• [Saved entries]

+++

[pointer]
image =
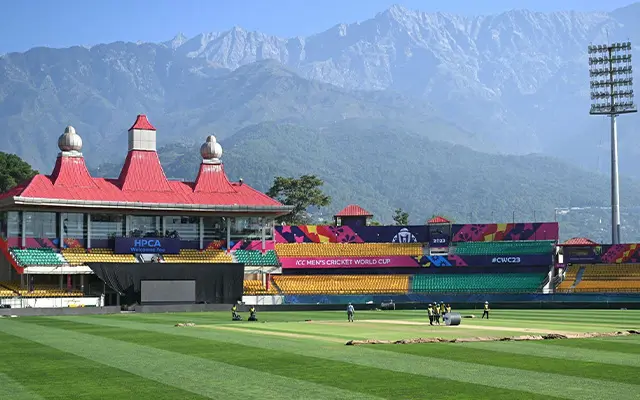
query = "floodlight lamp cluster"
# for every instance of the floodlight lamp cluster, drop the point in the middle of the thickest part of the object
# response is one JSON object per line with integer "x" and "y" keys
{"x": 608, "y": 83}
{"x": 603, "y": 48}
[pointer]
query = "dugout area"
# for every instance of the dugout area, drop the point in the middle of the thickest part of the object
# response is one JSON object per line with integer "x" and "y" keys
{"x": 168, "y": 284}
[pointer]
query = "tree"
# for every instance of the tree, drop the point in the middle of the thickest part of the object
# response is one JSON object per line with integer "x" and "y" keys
{"x": 401, "y": 217}
{"x": 13, "y": 171}
{"x": 451, "y": 220}
{"x": 301, "y": 193}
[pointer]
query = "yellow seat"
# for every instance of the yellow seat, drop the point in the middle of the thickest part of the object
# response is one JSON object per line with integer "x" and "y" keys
{"x": 342, "y": 284}
{"x": 348, "y": 249}
{"x": 197, "y": 256}
{"x": 80, "y": 256}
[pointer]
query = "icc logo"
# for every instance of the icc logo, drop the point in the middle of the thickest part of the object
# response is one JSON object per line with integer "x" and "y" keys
{"x": 147, "y": 243}
{"x": 404, "y": 236}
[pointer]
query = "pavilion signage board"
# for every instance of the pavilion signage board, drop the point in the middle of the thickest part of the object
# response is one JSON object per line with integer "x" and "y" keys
{"x": 439, "y": 240}
{"x": 147, "y": 246}
{"x": 506, "y": 260}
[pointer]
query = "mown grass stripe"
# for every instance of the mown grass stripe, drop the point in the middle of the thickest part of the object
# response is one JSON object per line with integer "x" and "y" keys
{"x": 545, "y": 350}
{"x": 368, "y": 380}
{"x": 54, "y": 374}
{"x": 499, "y": 377}
{"x": 189, "y": 373}
{"x": 534, "y": 363}
{"x": 10, "y": 389}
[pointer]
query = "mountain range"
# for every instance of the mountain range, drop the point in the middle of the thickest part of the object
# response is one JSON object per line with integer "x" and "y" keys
{"x": 427, "y": 111}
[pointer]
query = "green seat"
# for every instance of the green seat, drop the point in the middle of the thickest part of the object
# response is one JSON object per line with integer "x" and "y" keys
{"x": 38, "y": 256}
{"x": 507, "y": 248}
{"x": 478, "y": 283}
{"x": 256, "y": 257}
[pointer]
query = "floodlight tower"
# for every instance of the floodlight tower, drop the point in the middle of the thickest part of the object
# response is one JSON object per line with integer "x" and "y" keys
{"x": 611, "y": 84}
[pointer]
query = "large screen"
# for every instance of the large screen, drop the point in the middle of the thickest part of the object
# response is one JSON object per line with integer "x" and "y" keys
{"x": 182, "y": 291}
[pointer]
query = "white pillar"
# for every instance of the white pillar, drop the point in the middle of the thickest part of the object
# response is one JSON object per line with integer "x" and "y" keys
{"x": 201, "y": 233}
{"x": 23, "y": 230}
{"x": 88, "y": 244}
{"x": 615, "y": 184}
{"x": 60, "y": 218}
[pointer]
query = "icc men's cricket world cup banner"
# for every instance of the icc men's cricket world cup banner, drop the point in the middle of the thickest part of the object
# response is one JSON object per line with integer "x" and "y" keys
{"x": 350, "y": 262}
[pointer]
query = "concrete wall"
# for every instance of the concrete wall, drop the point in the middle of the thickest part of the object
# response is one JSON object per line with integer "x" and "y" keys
{"x": 50, "y": 312}
{"x": 52, "y": 302}
{"x": 183, "y": 308}
{"x": 263, "y": 300}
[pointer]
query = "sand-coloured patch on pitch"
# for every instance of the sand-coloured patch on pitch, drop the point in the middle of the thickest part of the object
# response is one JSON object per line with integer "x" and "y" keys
{"x": 467, "y": 326}
{"x": 551, "y": 336}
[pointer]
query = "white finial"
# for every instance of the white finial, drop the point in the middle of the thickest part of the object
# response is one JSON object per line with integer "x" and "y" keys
{"x": 211, "y": 150}
{"x": 70, "y": 140}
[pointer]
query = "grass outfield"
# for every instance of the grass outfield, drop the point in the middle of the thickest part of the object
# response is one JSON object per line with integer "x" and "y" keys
{"x": 144, "y": 356}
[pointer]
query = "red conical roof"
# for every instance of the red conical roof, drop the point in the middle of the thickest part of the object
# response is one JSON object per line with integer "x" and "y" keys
{"x": 142, "y": 123}
{"x": 71, "y": 172}
{"x": 212, "y": 179}
{"x": 142, "y": 172}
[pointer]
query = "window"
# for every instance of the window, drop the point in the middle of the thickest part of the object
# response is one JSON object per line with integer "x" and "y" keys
{"x": 246, "y": 228}
{"x": 104, "y": 226}
{"x": 187, "y": 228}
{"x": 40, "y": 225}
{"x": 214, "y": 229}
{"x": 14, "y": 224}
{"x": 144, "y": 225}
{"x": 73, "y": 226}
{"x": 3, "y": 224}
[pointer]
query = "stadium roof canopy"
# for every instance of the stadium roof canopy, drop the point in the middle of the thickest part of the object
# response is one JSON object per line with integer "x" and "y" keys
{"x": 353, "y": 210}
{"x": 438, "y": 220}
{"x": 142, "y": 183}
{"x": 579, "y": 242}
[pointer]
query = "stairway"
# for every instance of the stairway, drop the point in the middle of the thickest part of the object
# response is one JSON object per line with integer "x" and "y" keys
{"x": 578, "y": 277}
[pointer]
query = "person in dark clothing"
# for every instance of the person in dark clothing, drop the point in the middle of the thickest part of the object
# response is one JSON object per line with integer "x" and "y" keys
{"x": 486, "y": 310}
{"x": 252, "y": 314}
{"x": 436, "y": 313}
{"x": 234, "y": 313}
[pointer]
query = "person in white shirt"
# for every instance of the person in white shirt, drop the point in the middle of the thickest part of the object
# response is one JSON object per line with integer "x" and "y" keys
{"x": 350, "y": 311}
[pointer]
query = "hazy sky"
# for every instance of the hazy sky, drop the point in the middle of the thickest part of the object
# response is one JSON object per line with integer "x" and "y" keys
{"x": 60, "y": 23}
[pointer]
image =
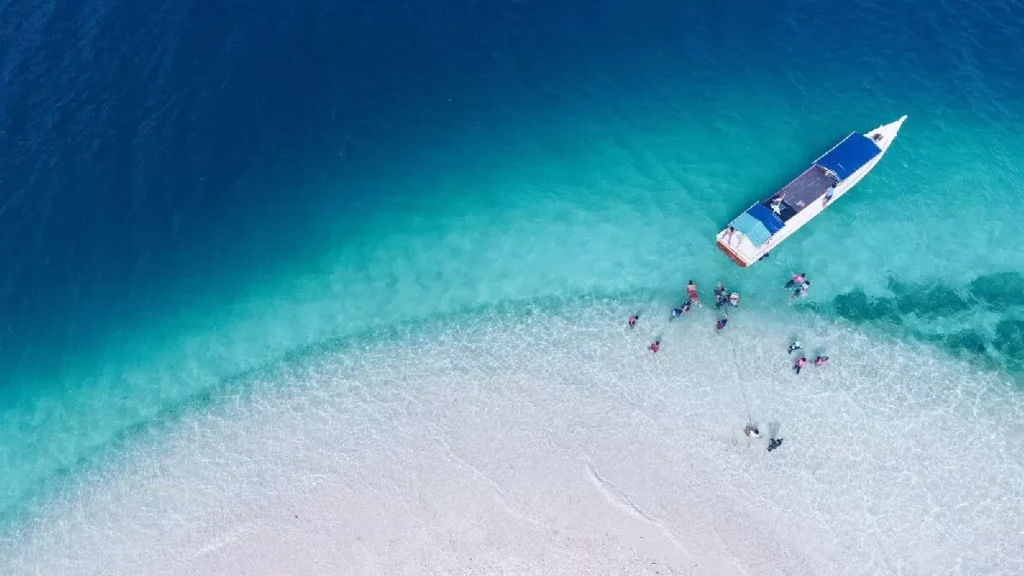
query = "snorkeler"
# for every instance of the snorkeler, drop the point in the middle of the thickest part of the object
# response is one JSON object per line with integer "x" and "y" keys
{"x": 677, "y": 312}
{"x": 797, "y": 280}
{"x": 720, "y": 291}
{"x": 801, "y": 291}
{"x": 800, "y": 365}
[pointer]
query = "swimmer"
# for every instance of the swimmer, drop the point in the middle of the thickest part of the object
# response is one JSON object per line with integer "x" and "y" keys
{"x": 801, "y": 291}
{"x": 797, "y": 280}
{"x": 800, "y": 365}
{"x": 691, "y": 291}
{"x": 684, "y": 309}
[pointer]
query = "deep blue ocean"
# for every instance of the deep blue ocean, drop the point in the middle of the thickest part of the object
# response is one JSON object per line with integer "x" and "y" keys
{"x": 189, "y": 191}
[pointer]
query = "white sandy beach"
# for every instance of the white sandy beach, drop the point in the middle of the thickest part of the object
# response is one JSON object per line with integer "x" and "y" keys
{"x": 558, "y": 445}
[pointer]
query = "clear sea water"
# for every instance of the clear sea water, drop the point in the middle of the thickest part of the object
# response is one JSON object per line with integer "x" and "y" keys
{"x": 199, "y": 201}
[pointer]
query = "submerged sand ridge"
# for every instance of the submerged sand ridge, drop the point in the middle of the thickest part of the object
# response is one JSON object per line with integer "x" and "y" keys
{"x": 556, "y": 443}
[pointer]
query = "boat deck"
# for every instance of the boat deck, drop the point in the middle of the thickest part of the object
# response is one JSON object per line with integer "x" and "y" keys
{"x": 803, "y": 191}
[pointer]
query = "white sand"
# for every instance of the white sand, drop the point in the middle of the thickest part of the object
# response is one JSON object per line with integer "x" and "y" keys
{"x": 557, "y": 445}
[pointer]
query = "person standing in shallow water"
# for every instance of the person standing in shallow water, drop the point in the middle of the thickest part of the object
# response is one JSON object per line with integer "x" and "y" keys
{"x": 797, "y": 280}
{"x": 800, "y": 365}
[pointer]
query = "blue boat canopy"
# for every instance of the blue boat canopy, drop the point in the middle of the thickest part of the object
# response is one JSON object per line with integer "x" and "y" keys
{"x": 772, "y": 222}
{"x": 849, "y": 156}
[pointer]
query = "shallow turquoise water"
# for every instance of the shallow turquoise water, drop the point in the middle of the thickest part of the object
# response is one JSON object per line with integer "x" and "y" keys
{"x": 608, "y": 184}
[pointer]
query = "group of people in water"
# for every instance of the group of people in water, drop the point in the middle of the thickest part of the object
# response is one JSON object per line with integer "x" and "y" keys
{"x": 724, "y": 299}
{"x": 802, "y": 361}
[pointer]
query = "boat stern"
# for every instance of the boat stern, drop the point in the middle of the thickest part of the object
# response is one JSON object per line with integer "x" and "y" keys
{"x": 733, "y": 255}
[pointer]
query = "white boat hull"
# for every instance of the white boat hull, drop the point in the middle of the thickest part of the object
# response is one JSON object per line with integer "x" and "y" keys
{"x": 742, "y": 249}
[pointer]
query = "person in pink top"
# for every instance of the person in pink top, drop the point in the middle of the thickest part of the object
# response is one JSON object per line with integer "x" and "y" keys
{"x": 800, "y": 365}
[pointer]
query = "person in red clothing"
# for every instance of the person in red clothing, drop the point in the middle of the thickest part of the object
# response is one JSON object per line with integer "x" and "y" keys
{"x": 800, "y": 365}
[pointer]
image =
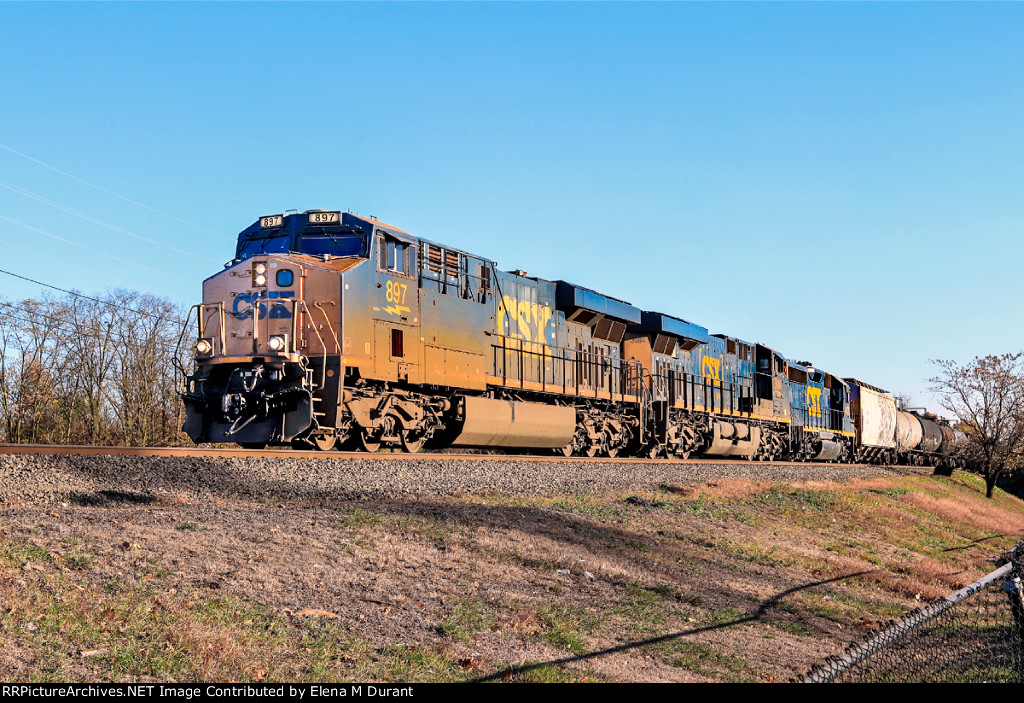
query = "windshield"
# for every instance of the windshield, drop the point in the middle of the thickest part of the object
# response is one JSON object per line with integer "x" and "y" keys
{"x": 266, "y": 245}
{"x": 335, "y": 245}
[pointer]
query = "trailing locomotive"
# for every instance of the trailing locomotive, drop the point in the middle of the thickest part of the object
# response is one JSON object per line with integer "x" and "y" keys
{"x": 329, "y": 330}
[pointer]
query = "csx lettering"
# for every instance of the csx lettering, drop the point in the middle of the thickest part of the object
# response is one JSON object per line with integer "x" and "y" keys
{"x": 712, "y": 367}
{"x": 275, "y": 311}
{"x": 525, "y": 320}
{"x": 814, "y": 401}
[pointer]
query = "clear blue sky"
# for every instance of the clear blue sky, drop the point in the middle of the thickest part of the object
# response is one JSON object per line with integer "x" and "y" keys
{"x": 841, "y": 181}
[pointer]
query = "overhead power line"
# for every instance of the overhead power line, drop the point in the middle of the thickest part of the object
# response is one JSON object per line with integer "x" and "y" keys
{"x": 70, "y": 325}
{"x": 111, "y": 192}
{"x": 57, "y": 206}
{"x": 85, "y": 297}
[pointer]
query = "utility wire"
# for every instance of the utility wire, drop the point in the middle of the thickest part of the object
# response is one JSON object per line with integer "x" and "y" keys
{"x": 95, "y": 300}
{"x": 111, "y": 192}
{"x": 40, "y": 199}
{"x": 69, "y": 325}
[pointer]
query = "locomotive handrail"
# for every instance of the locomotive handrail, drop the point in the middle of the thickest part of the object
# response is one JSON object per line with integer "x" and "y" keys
{"x": 606, "y": 367}
{"x": 270, "y": 303}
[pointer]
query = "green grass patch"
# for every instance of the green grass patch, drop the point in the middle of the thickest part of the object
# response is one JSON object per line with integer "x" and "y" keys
{"x": 466, "y": 619}
{"x": 565, "y": 627}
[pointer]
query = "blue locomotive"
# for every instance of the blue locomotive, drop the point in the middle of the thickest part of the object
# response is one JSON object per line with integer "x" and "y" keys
{"x": 330, "y": 330}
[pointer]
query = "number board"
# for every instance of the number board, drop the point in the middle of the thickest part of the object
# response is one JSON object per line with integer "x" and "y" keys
{"x": 325, "y": 218}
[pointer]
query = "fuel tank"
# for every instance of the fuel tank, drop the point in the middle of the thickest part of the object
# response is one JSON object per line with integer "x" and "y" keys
{"x": 491, "y": 423}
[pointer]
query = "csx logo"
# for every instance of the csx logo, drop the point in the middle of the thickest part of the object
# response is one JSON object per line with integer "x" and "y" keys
{"x": 275, "y": 311}
{"x": 711, "y": 367}
{"x": 525, "y": 320}
{"x": 814, "y": 401}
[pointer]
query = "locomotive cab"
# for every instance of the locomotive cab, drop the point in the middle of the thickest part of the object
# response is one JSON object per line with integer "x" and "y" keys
{"x": 268, "y": 363}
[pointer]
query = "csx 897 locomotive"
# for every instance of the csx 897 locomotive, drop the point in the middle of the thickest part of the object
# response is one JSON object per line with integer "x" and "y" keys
{"x": 329, "y": 330}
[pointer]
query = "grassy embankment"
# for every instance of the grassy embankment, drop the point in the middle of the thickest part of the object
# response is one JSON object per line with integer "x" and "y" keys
{"x": 730, "y": 581}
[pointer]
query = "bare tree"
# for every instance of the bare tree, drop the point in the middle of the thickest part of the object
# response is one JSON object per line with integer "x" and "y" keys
{"x": 986, "y": 395}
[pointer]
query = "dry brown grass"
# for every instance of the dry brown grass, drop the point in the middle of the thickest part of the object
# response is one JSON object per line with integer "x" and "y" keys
{"x": 750, "y": 580}
{"x": 969, "y": 509}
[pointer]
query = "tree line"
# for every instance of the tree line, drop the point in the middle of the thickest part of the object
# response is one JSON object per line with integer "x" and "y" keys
{"x": 80, "y": 369}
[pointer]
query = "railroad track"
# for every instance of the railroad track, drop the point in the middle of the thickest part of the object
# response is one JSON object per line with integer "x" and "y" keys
{"x": 238, "y": 452}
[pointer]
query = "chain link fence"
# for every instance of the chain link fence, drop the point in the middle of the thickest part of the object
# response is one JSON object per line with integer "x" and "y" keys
{"x": 973, "y": 635}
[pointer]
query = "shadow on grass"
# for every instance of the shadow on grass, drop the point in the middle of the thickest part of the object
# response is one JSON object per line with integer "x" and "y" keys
{"x": 762, "y": 610}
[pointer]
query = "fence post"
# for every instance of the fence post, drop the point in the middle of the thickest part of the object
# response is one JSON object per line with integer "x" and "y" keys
{"x": 1015, "y": 590}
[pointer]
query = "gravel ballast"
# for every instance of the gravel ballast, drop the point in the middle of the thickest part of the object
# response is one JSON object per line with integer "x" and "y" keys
{"x": 94, "y": 479}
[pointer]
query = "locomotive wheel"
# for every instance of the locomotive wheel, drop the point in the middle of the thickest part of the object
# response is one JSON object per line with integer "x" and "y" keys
{"x": 412, "y": 441}
{"x": 325, "y": 442}
{"x": 368, "y": 442}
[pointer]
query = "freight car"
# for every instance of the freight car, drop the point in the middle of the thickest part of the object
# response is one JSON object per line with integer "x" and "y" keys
{"x": 329, "y": 330}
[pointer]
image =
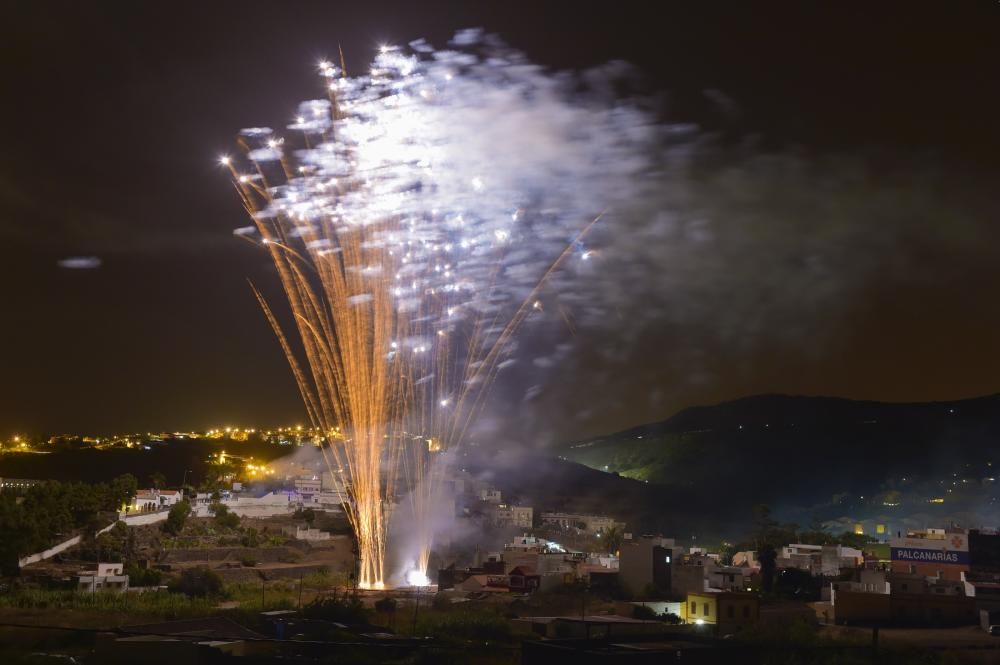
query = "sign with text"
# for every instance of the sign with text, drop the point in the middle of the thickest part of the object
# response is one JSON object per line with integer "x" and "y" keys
{"x": 916, "y": 555}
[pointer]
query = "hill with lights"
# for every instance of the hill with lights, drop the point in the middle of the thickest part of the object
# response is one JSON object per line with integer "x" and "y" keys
{"x": 816, "y": 460}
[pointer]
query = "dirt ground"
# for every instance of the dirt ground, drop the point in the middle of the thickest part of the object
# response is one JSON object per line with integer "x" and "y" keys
{"x": 938, "y": 638}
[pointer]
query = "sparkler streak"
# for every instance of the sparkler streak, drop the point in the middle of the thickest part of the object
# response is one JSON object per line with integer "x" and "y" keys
{"x": 433, "y": 200}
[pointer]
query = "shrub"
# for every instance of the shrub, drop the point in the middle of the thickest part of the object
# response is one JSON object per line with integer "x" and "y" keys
{"x": 176, "y": 517}
{"x": 346, "y": 609}
{"x": 386, "y": 604}
{"x": 643, "y": 612}
{"x": 198, "y": 583}
{"x": 143, "y": 576}
{"x": 225, "y": 518}
{"x": 251, "y": 538}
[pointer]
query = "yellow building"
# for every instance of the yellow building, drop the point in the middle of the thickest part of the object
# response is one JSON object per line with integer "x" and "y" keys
{"x": 727, "y": 612}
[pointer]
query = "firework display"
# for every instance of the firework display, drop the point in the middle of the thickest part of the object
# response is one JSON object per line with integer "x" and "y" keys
{"x": 418, "y": 216}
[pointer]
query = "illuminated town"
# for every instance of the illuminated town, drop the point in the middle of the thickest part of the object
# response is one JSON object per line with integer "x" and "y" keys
{"x": 500, "y": 333}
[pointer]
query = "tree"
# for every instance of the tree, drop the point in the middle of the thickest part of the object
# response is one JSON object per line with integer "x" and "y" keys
{"x": 768, "y": 558}
{"x": 176, "y": 517}
{"x": 198, "y": 582}
{"x": 307, "y": 514}
{"x": 763, "y": 524}
{"x": 224, "y": 518}
{"x": 122, "y": 490}
{"x": 613, "y": 538}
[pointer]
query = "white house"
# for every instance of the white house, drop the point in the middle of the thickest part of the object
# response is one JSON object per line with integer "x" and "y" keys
{"x": 150, "y": 500}
{"x": 107, "y": 577}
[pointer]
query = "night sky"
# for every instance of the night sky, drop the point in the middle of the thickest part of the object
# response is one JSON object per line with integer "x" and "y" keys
{"x": 114, "y": 114}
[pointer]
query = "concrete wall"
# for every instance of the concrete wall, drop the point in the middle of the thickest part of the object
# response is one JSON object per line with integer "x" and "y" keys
{"x": 139, "y": 519}
{"x": 57, "y": 549}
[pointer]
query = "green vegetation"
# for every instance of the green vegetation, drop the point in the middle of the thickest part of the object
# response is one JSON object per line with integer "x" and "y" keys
{"x": 51, "y": 511}
{"x": 198, "y": 583}
{"x": 387, "y": 605}
{"x": 177, "y": 517}
{"x": 224, "y": 518}
{"x": 158, "y": 603}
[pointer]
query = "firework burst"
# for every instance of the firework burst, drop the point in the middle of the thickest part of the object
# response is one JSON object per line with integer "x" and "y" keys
{"x": 415, "y": 216}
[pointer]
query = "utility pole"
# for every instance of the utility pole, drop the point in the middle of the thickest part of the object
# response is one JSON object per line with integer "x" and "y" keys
{"x": 416, "y": 610}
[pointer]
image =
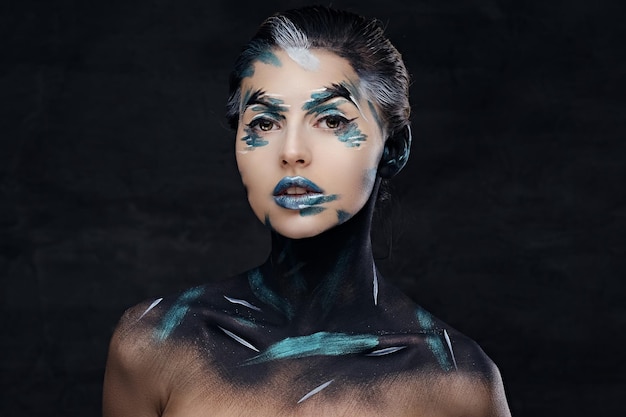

+++

• [Task objective]
Your task is to repeat the opening line of the entries above and each line after it, ending with the line that has "# for every instance of the icc logo, drop". Do not include the pictures.

• [Answer to this exercise]
[pointer]
image =
query = "floodlight lamp cluster"
# for every instance of the floodlight lamp cluster, drop the point in the middle of the thickest part of the object
# response is one JSON object per line with integer "x" and "y" keys
{"x": 608, "y": 83}
{"x": 603, "y": 48}
[pointer]
query = "dugout area"
# for every instance of the dugout area, drop the point in the middle of the thickest part of the object
# response is one JSON object per line with integer "x" and "y" keys
{"x": 168, "y": 284}
[pointer]
query = "tree"
# for every instance of the tree, drop the point in the middle of the thickest part of the object
# response is one JSON object per line with integer "x" and "y" keys
{"x": 401, "y": 217}
{"x": 13, "y": 171}
{"x": 451, "y": 220}
{"x": 301, "y": 193}
[pointer]
query = "yellow seat"
# for every instance of the yellow seat, drop the point in the middle of the thickest part of the object
# response is one JSON object per line with integer "x" and "y" keys
{"x": 342, "y": 284}
{"x": 348, "y": 249}
{"x": 197, "y": 256}
{"x": 80, "y": 256}
[pointer]
query = "icc logo"
# for every instance of the icc logo, drop the point in the middle of the thickest part of the object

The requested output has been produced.